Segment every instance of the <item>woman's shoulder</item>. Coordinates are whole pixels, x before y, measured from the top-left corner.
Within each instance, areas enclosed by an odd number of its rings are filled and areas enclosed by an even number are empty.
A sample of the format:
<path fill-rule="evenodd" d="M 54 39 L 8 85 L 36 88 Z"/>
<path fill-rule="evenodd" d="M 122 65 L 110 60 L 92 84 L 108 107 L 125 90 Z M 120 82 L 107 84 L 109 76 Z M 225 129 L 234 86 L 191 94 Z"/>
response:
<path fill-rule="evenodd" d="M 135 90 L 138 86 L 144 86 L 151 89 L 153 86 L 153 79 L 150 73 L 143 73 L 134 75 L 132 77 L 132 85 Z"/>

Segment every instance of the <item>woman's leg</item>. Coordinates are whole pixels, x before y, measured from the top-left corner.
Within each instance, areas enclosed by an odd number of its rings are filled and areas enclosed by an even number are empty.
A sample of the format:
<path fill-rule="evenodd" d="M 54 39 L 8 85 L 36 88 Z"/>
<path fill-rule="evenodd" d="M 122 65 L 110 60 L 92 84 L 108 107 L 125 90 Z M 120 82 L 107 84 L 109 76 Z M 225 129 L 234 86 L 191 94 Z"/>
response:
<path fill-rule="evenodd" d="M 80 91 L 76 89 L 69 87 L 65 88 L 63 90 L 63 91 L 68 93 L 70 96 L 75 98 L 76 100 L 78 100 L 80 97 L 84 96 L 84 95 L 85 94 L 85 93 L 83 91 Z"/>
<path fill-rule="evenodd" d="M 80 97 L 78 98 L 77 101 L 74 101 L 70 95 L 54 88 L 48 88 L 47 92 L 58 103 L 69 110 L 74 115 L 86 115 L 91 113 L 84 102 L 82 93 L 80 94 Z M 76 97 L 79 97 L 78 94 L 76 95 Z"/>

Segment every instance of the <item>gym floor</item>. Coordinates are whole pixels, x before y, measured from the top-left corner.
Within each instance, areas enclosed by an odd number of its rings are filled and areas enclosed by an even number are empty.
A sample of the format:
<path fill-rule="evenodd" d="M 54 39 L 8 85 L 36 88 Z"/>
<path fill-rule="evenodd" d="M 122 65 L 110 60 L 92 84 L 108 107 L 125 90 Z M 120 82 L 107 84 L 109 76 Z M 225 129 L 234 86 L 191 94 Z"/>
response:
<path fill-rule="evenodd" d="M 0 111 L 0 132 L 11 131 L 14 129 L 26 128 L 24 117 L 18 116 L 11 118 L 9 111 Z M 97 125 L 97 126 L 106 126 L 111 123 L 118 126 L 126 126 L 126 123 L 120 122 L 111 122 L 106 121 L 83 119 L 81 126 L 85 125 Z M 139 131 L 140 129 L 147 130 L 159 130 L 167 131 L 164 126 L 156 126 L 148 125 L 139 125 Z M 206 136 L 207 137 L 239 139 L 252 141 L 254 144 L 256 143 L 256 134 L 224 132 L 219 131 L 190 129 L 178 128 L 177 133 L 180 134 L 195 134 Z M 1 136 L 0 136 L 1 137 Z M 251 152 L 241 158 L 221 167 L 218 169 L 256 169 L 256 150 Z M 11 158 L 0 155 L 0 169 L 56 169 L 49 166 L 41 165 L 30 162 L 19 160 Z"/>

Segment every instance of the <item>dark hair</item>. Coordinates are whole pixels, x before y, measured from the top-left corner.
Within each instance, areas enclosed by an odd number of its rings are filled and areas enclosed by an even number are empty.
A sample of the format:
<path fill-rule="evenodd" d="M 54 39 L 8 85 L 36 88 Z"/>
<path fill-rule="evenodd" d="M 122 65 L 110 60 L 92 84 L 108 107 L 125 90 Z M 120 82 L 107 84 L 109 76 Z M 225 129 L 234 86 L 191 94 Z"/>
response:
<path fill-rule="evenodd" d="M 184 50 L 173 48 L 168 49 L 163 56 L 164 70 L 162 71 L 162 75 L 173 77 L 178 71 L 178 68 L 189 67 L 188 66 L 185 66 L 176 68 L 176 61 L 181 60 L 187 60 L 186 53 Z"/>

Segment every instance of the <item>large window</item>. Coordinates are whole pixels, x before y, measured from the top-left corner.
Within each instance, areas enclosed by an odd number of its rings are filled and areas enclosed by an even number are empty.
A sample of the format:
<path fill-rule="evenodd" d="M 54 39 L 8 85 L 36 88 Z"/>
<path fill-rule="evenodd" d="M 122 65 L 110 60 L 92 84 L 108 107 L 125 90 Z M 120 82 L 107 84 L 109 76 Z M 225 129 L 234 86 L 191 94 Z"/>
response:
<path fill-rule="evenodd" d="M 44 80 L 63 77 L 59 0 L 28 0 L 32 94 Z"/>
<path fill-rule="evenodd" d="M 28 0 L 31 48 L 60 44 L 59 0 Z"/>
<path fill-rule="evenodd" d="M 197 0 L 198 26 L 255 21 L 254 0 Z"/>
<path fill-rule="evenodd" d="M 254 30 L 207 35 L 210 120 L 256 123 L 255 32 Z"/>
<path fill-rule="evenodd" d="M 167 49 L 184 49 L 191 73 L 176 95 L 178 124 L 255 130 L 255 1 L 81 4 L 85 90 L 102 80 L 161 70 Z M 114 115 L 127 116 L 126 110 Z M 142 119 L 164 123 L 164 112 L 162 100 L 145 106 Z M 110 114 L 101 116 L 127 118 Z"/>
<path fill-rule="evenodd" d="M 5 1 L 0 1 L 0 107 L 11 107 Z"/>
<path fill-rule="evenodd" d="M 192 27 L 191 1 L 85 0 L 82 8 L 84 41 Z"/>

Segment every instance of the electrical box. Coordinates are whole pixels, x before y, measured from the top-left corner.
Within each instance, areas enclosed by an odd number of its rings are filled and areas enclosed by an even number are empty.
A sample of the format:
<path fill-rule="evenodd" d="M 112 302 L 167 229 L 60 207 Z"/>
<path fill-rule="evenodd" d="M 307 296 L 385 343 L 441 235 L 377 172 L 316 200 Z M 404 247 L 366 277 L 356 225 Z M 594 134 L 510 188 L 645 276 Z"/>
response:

===============

— Goal —
Copy every line of the data above word for word, without altering anything.

— Answer to this exercise —
Segment every instance of the <item>woman's shoulder</item>. Coordinates are whole pixels, x before y, measured from the top-left corner.
Within each instance, areas enclosed by an odd number of its rings are filled and areas enclosed by an even number are empty.
A sample of the format:
<path fill-rule="evenodd" d="M 54 39 L 8 85 L 36 88 Z"/>
<path fill-rule="evenodd" d="M 122 65 L 110 60 L 92 84 L 108 107 L 125 90 Z M 120 82 L 107 84 L 109 76 Z M 225 129 L 234 86 L 191 94 Z"/>
response:
<path fill-rule="evenodd" d="M 135 90 L 138 86 L 144 86 L 151 89 L 153 86 L 153 79 L 150 73 L 143 73 L 134 75 L 132 77 L 132 85 Z"/>

Segment every instance of the <item>woman's leg</item>. Coordinates are whole pixels, x before y, measured from the top-left corner.
Within each instance, areas enclosed by an odd number of its rings are filled and areas enclosed by an even number are empty.
A sample of the format:
<path fill-rule="evenodd" d="M 54 39 L 8 85 L 36 88 Z"/>
<path fill-rule="evenodd" d="M 122 65 L 110 60 L 92 84 L 108 107 L 125 90 Z M 120 82 L 107 84 L 109 76 Z M 225 129 L 234 86 L 191 94 Z"/>
response:
<path fill-rule="evenodd" d="M 80 91 L 76 89 L 69 87 L 65 88 L 63 90 L 63 91 L 68 93 L 70 96 L 75 98 L 76 100 L 78 100 L 80 97 L 84 96 L 84 95 L 85 94 L 85 93 L 83 91 Z"/>
<path fill-rule="evenodd" d="M 80 97 L 78 98 L 77 101 L 74 101 L 70 95 L 54 88 L 48 88 L 47 92 L 58 103 L 69 110 L 74 115 L 86 115 L 91 113 L 84 102 L 82 93 L 80 94 Z M 76 97 L 79 97 L 78 94 L 76 95 Z"/>

Segment every instance of the <item>gym floor</item>. Coordinates are whole pixels, x before y, measured from the top-left corner.
Within each instance, areas enclosed by an odd number of its rings are filled and areas enclosed by an even number are empty.
A sample of the format:
<path fill-rule="evenodd" d="M 54 39 L 8 85 L 36 88 Z"/>
<path fill-rule="evenodd" d="M 122 65 L 110 60 L 92 84 L 108 107 L 125 90 Z M 120 82 L 107 84 L 109 76 Z M 225 129 L 234 86 L 191 94 Z"/>
response:
<path fill-rule="evenodd" d="M 0 111 L 0 132 L 11 131 L 14 129 L 26 128 L 24 117 L 18 116 L 11 118 L 9 111 Z M 97 125 L 97 126 L 106 126 L 111 123 L 118 126 L 126 126 L 126 123 L 120 122 L 111 122 L 106 121 L 83 119 L 81 126 L 85 125 Z M 139 131 L 140 129 L 147 130 L 159 130 L 167 131 L 164 126 L 156 126 L 148 125 L 139 125 Z M 206 136 L 207 137 L 239 139 L 252 141 L 254 144 L 256 143 L 256 134 L 224 132 L 219 131 L 190 129 L 178 128 L 177 133 L 180 134 L 195 134 Z M 1 136 L 0 136 L 1 137 Z M 251 152 L 241 158 L 221 167 L 218 169 L 256 169 L 256 150 Z M 11 158 L 0 155 L 0 169 L 56 169 L 49 166 L 41 165 L 30 162 L 19 160 Z"/>

Segment every instance of the <item>dark hair</item>. Coordinates are whole pixels, x before y, measured from the top-left corner.
Within each instance, areas enclosed by an odd number of its rings are filled and areas enclosed by an even number are empty.
A sample of the format:
<path fill-rule="evenodd" d="M 54 39 L 8 85 L 36 88 Z"/>
<path fill-rule="evenodd" d="M 122 65 L 110 60 L 92 84 L 108 107 L 125 90 Z M 120 82 L 107 84 L 109 76 Z M 225 129 L 234 86 L 191 94 Z"/>
response:
<path fill-rule="evenodd" d="M 184 50 L 173 48 L 168 49 L 163 56 L 164 70 L 162 71 L 162 75 L 173 77 L 178 71 L 178 68 L 189 67 L 188 66 L 185 66 L 176 68 L 176 61 L 181 60 L 187 60 L 186 53 Z"/>

Segment every instance of the <item>large window</item>. Coordinates are whole pixels, x before y, measured from the top-left corner.
Within each instance, areas enclosed by an odd number of its rings are filled and areas enclosed by an even number are empty.
A sample of the format:
<path fill-rule="evenodd" d="M 54 39 L 8 85 L 36 88 Z"/>
<path fill-rule="evenodd" d="M 122 65 L 110 60 L 92 84 L 108 107 L 125 90 Z M 120 82 L 107 84 L 109 76 Z M 225 129 L 234 86 L 191 94 Z"/>
response:
<path fill-rule="evenodd" d="M 44 80 L 63 77 L 59 0 L 28 0 L 32 94 Z"/>
<path fill-rule="evenodd" d="M 28 0 L 31 48 L 60 44 L 59 0 Z"/>
<path fill-rule="evenodd" d="M 197 0 L 198 26 L 255 21 L 254 0 Z"/>
<path fill-rule="evenodd" d="M 254 30 L 207 35 L 210 120 L 256 123 L 255 32 Z"/>
<path fill-rule="evenodd" d="M 167 49 L 184 49 L 191 73 L 176 95 L 178 124 L 255 130 L 255 1 L 81 4 L 85 90 L 102 80 L 161 70 Z M 114 115 L 127 116 L 126 110 Z M 142 119 L 164 123 L 164 112 L 162 100 L 145 106 Z M 110 114 L 101 116 L 127 118 Z"/>
<path fill-rule="evenodd" d="M 5 1 L 0 1 L 0 107 L 11 107 Z"/>
<path fill-rule="evenodd" d="M 192 27 L 191 1 L 85 0 L 82 8 L 84 41 Z"/>

Segment every instance of the electrical box. Coordinates are whole pixels, x before y, measured from the top-left corner.
Within each instance, areas enclosed by an odd number of its rings are filled and areas enclosed by an even number are empty.
A sample of the format:
<path fill-rule="evenodd" d="M 112 302 L 167 229 L 60 207 Z"/>
<path fill-rule="evenodd" d="M 307 296 L 385 343 L 441 235 L 377 172 L 316 200 Z M 404 247 L 366 277 L 356 225 Z M 594 134 L 510 188 L 645 276 Z"/>
response:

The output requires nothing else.